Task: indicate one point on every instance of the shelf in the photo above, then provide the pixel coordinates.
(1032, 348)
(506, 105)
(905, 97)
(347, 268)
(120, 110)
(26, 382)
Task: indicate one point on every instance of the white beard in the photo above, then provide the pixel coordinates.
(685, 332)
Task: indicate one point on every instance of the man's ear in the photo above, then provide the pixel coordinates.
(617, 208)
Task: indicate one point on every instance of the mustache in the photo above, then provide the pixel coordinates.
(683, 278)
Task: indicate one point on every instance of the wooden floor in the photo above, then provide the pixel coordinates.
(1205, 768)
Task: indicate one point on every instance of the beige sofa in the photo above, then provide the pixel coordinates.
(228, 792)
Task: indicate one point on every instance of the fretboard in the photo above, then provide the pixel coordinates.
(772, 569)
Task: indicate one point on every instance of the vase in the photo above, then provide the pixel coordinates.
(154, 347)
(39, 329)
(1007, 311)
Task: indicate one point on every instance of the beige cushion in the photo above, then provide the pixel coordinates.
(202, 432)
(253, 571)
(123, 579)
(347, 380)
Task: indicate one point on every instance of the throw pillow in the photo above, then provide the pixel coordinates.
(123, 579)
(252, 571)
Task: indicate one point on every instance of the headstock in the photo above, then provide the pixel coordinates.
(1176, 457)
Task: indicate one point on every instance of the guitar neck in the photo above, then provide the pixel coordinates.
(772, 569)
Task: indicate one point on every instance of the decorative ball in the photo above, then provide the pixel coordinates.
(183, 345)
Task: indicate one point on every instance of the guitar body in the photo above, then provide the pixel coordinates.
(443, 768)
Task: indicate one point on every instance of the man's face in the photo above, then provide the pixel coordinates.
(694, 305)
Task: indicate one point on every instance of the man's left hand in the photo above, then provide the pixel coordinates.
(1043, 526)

### WORK REQUIRED
Word for word, copy all of the listing above.

### EXPECTED ANSWER
Task: indicate one point on every instance of the shelf in the photo above, then provide the pixel coordinates.
(1032, 348)
(506, 105)
(905, 97)
(347, 268)
(120, 110)
(26, 382)
Task: indicate one point on every instance of the white beard in the photo above, then provide the pixel coordinates.
(685, 332)
Task: indicate one point on every instance of the man's ear in the photo above, then provide the pixel coordinates.
(617, 208)
Task: indicate one point on every instance of the mustache in the photo above, then provide the pixel coordinates.
(683, 278)
Task: indicate one point on every instance of the wooden floor in the photo above, then provide the pixel coordinates.
(1205, 768)
Task: indicate one point on every instance of the beige sofa in the photo above, then provide the pixel coordinates.
(228, 792)
Task: indicate one point on every instance of the fretboard in the photo above, then provide the pixel coordinates.
(772, 569)
Task: indicate one point on every instance of the vase in the photo above, then provide the pixel coordinates.
(154, 347)
(39, 329)
(1007, 311)
Task: indicate one point on every instance of the beige cushion in the photo above, then provide the pixel coordinates.
(202, 432)
(253, 571)
(123, 579)
(347, 380)
Task: indicate one point on every instance of the throw pillow in the photo above, then provide the pixel coordinates.
(123, 579)
(252, 571)
Task: indicate one point on every instance of the headstock in the photo above, then provide the pixel coordinates.
(1176, 457)
Task: indicate one point on every instance of the guitar neck in the photo above, then provide the pixel coordinates.
(772, 569)
Task: indicate one point on every instance of the decorative ball in the photo above, then provide the pixel coordinates.
(183, 345)
Task: indicate one point on every instance of the guitar body in the photo above, then provide the pixel coordinates.
(443, 768)
Task: indicate one point on every instance of the man's face in the photo above, then provide the pixel coordinates.
(694, 305)
Task: indicate one point on every instance of the man's left hand in the photo above, then provide the pixel coordinates.
(1043, 526)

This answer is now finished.